> **Task description**:
Copying task for the records below: reproduce each one exactly and drop the pictures.

----- Data provided

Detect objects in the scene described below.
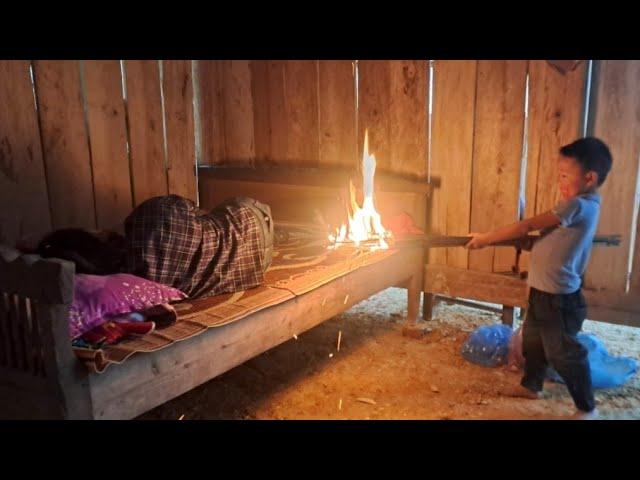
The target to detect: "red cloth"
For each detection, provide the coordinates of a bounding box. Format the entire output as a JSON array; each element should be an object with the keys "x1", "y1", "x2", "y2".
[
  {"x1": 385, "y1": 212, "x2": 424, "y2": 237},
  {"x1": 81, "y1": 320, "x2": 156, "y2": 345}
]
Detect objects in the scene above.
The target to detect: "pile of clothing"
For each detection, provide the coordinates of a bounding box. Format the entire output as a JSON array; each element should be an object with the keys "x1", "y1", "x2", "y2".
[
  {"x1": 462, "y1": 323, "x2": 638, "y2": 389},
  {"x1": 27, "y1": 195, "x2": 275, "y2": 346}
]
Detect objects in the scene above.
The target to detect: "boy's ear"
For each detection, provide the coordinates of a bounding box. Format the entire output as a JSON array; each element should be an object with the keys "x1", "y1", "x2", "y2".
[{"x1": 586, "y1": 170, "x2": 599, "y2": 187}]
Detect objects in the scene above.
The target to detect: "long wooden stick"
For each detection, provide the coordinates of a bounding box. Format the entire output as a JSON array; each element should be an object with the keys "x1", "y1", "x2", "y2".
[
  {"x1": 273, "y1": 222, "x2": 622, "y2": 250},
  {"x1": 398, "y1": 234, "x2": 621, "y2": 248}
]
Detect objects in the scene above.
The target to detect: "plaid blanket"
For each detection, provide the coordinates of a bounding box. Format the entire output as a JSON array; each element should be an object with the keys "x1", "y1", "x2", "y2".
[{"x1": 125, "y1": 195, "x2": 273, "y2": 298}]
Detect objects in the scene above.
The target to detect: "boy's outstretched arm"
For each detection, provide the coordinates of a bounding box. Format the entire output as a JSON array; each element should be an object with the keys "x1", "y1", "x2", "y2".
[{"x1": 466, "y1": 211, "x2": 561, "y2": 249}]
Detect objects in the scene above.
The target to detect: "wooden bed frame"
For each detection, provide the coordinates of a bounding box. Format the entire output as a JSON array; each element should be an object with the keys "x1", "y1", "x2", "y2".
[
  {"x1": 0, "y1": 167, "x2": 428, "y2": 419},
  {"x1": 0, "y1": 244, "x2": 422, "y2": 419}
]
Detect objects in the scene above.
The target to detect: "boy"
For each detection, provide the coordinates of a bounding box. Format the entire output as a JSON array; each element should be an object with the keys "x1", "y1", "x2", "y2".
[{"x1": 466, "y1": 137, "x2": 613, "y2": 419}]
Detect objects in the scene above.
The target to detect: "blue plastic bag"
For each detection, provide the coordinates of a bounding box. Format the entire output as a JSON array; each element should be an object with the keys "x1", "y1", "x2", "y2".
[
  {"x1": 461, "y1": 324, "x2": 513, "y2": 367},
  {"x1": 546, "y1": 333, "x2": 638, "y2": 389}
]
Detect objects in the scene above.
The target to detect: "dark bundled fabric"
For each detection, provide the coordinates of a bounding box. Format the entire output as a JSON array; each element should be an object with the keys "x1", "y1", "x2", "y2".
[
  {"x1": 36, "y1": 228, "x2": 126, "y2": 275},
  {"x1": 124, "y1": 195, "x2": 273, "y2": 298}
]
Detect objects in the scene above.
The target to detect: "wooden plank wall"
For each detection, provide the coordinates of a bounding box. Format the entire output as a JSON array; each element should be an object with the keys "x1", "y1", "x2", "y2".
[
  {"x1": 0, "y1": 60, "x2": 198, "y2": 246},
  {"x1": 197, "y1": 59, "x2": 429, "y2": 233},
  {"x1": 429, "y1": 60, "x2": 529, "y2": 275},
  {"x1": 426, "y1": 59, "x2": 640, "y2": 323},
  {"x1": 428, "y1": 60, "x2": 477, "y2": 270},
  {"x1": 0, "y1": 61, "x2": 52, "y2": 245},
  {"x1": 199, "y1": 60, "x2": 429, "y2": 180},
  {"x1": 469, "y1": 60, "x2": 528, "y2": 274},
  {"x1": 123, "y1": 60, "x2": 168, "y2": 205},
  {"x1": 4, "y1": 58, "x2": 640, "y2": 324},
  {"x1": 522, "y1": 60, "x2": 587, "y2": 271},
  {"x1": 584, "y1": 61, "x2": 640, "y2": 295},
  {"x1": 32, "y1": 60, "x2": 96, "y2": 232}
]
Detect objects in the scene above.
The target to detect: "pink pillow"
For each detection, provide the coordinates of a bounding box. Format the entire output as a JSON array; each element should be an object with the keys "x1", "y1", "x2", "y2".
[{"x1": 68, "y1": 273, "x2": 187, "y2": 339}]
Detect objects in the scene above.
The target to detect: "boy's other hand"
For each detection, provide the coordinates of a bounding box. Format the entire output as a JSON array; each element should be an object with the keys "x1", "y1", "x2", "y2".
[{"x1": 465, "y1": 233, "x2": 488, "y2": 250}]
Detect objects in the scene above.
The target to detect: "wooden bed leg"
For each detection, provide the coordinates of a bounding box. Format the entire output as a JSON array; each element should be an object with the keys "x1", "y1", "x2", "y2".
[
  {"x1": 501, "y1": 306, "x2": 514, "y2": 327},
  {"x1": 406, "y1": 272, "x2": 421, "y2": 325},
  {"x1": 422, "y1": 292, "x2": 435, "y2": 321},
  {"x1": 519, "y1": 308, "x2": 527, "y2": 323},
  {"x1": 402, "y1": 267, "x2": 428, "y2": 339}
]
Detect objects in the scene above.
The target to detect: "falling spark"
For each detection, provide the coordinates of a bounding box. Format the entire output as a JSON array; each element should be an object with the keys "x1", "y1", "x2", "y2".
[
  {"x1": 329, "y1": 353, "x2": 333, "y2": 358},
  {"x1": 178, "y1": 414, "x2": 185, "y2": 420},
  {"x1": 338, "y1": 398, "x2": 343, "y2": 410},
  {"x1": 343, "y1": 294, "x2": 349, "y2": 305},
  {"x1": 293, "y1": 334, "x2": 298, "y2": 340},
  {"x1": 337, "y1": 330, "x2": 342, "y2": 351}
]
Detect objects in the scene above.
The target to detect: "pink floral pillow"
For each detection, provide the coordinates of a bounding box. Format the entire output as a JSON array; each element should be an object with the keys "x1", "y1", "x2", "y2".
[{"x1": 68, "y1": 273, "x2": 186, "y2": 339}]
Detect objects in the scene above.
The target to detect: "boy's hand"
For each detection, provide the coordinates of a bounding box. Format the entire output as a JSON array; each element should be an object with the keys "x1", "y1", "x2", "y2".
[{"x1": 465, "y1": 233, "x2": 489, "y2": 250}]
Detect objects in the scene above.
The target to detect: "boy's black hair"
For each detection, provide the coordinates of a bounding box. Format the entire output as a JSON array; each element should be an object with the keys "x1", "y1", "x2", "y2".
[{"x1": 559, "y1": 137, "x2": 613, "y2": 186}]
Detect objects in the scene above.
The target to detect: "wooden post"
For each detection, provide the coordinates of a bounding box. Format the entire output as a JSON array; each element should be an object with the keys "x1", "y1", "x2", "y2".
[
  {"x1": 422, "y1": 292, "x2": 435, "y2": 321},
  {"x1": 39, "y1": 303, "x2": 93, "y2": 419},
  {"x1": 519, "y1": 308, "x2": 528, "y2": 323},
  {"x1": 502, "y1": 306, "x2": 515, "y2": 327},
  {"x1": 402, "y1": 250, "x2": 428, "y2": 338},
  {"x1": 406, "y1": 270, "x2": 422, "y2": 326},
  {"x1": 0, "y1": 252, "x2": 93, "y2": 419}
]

----------

> **Output for this task**:
Detect objects in the scene described below.
The target to detect: "red cloth"
For each detection, provide the coordinates of a bounding box. Format the entire output as a JSON array; each element should be an object with the keys "x1", "y1", "x2", "y2".
[
  {"x1": 385, "y1": 212, "x2": 424, "y2": 237},
  {"x1": 81, "y1": 320, "x2": 156, "y2": 345}
]
Detect objects in the scene above.
The target to detect: "pile of clothing"
For each detection, provide the coordinates of a bounding box. Format the entire output as a JSON array; each element should be an object with the keys "x1", "y1", "x2", "y2".
[
  {"x1": 462, "y1": 323, "x2": 638, "y2": 389},
  {"x1": 27, "y1": 195, "x2": 275, "y2": 346}
]
Detect objects in the scene above.
The target to detect: "boy's ear"
For each detection, provide the coordinates of a bounding box. Format the entire output as a JSON array; each element should be an object with the keys "x1", "y1", "x2", "y2".
[{"x1": 586, "y1": 170, "x2": 599, "y2": 187}]
Detect objects in the scene above.
The target to detect: "long wooden stick"
For each detection, provide the coordinates of a bounding box. Format the entire output as a JSON array; each element should be an object with the keys "x1", "y1", "x2", "y2".
[
  {"x1": 273, "y1": 222, "x2": 622, "y2": 250},
  {"x1": 398, "y1": 234, "x2": 621, "y2": 248}
]
Detect objects in the scene above.
The target to detect: "plaid blanket"
For each detection, provide the coordinates of a bounding box. Format the entire output as a JSON array; each element should be an object with the keys "x1", "y1", "x2", "y2".
[{"x1": 125, "y1": 195, "x2": 273, "y2": 298}]
Detect objects in the scene above.
The target to detect: "boy's outstretched arm"
For each detection, provide the coordinates of a bounding box. Format the entire output as a JSON array; each element should be an object with the keys "x1", "y1", "x2", "y2".
[{"x1": 466, "y1": 211, "x2": 561, "y2": 249}]
Detect objects in the scene above.
The target to detect: "wooden bed frame"
For each detection, provide the coordinates of a bounding box. Format the entire output as a JSON array; each element should be an object with the keys "x1", "y1", "x2", "y2".
[
  {"x1": 0, "y1": 167, "x2": 428, "y2": 419},
  {"x1": 0, "y1": 244, "x2": 422, "y2": 419}
]
Detect objects in the scene above.
The target to detect: "boy"
For each detection, provide the coordinates of a bounding box. Format the entire output as a JSON array; each element should be an object with the keys "x1", "y1", "x2", "y2".
[{"x1": 466, "y1": 137, "x2": 613, "y2": 419}]
Detect objects in the scene above.
The target to detect: "blue plastic bag"
For each detection, provide the coordinates of a bounding box. Format the entire output as a JSON array; each element should be an object with the keys "x1", "y1", "x2", "y2".
[
  {"x1": 461, "y1": 324, "x2": 513, "y2": 367},
  {"x1": 546, "y1": 333, "x2": 638, "y2": 389}
]
Detect objects in the scene above.
The target to detect: "dark bundled fabric"
For each detection, provide the coordinates of a bounding box. Format the entire output as a JSON array; each element should be an object with the keys "x1", "y1", "x2", "y2".
[
  {"x1": 36, "y1": 228, "x2": 126, "y2": 275},
  {"x1": 124, "y1": 195, "x2": 273, "y2": 298}
]
Detect objects in the scene above.
The target to detect: "wooden plank wall"
For each detection, provide the coordinates of a bounding box. Format the entire output as a JSON array; each element should be an object with the keys "x1", "y1", "x2", "y2".
[
  {"x1": 0, "y1": 60, "x2": 198, "y2": 246},
  {"x1": 197, "y1": 59, "x2": 429, "y2": 233},
  {"x1": 429, "y1": 60, "x2": 529, "y2": 275},
  {"x1": 426, "y1": 59, "x2": 640, "y2": 323},
  {"x1": 428, "y1": 60, "x2": 477, "y2": 270},
  {"x1": 0, "y1": 61, "x2": 52, "y2": 245},
  {"x1": 199, "y1": 60, "x2": 429, "y2": 180},
  {"x1": 469, "y1": 60, "x2": 528, "y2": 274},
  {"x1": 123, "y1": 60, "x2": 168, "y2": 205},
  {"x1": 4, "y1": 58, "x2": 640, "y2": 324},
  {"x1": 522, "y1": 60, "x2": 587, "y2": 271},
  {"x1": 584, "y1": 61, "x2": 640, "y2": 295},
  {"x1": 32, "y1": 60, "x2": 96, "y2": 232}
]
Detect objects in the scene above.
The target to detect: "pink pillow"
For each detection, provide the coordinates of a bounding box. Format the entire output as a JSON array; each element should be an object with the keys "x1", "y1", "x2", "y2".
[{"x1": 68, "y1": 273, "x2": 187, "y2": 339}]
Detect objects in the scene above.
The target to detect: "boy's other hand"
For each detection, provide the coordinates of a bounding box. Format the entire output as a JSON array; each element should be an object with the keys "x1", "y1", "x2", "y2".
[{"x1": 465, "y1": 233, "x2": 488, "y2": 250}]
Detect objects in the scene above.
The target to detect: "wooden bed leg"
For each detection, provide the coordinates of a bounding box. Format the entire output as a JSON array; each element should be an object with the keys "x1", "y1", "x2", "y2".
[
  {"x1": 501, "y1": 306, "x2": 514, "y2": 327},
  {"x1": 406, "y1": 272, "x2": 421, "y2": 325},
  {"x1": 422, "y1": 292, "x2": 435, "y2": 321},
  {"x1": 519, "y1": 308, "x2": 527, "y2": 323},
  {"x1": 402, "y1": 267, "x2": 428, "y2": 339}
]
Detect objects in the scene above.
The target to detect: "falling spark"
For each detection, provide the coordinates of a bounding box. Format the entire output as a JSON array; each element should be an object with the keys "x1", "y1", "x2", "y2".
[
  {"x1": 329, "y1": 353, "x2": 333, "y2": 358},
  {"x1": 178, "y1": 414, "x2": 185, "y2": 420},
  {"x1": 338, "y1": 398, "x2": 343, "y2": 410},
  {"x1": 343, "y1": 294, "x2": 349, "y2": 305},
  {"x1": 293, "y1": 334, "x2": 298, "y2": 340},
  {"x1": 337, "y1": 330, "x2": 342, "y2": 351}
]
Detect objects in the scene above.
The target to detect: "pink floral pillow"
For each detection, provide the coordinates of a bounding box. Format the entire output as a JSON array; each element should be an object with the keys "x1", "y1", "x2", "y2".
[{"x1": 68, "y1": 273, "x2": 186, "y2": 339}]
Detect objects in the scene above.
The target to detect: "boy's hand"
For each detection, provide the coordinates of a bounding box. Format the entire output as a JSON array; each element should be an object with the keys "x1", "y1", "x2", "y2".
[{"x1": 465, "y1": 233, "x2": 489, "y2": 250}]
Detect objects in the scene above.
The target to detect: "boy's black hair"
For each detection, provide the coordinates of a bounding box. Format the entire output as a JSON array; each element should be an object with the keys "x1", "y1", "x2", "y2".
[{"x1": 559, "y1": 137, "x2": 613, "y2": 186}]
Detect objects in the scene above.
The target to detect: "wooden post"
For each detection, provide the coordinates of a bounding box. Format the entire output as a JSON array; each element should be an object with the keys "x1", "y1", "x2", "y2".
[
  {"x1": 422, "y1": 292, "x2": 435, "y2": 321},
  {"x1": 39, "y1": 303, "x2": 93, "y2": 419},
  {"x1": 519, "y1": 308, "x2": 528, "y2": 323},
  {"x1": 502, "y1": 306, "x2": 515, "y2": 327},
  {"x1": 402, "y1": 250, "x2": 428, "y2": 338},
  {"x1": 406, "y1": 270, "x2": 422, "y2": 326},
  {"x1": 0, "y1": 252, "x2": 93, "y2": 419}
]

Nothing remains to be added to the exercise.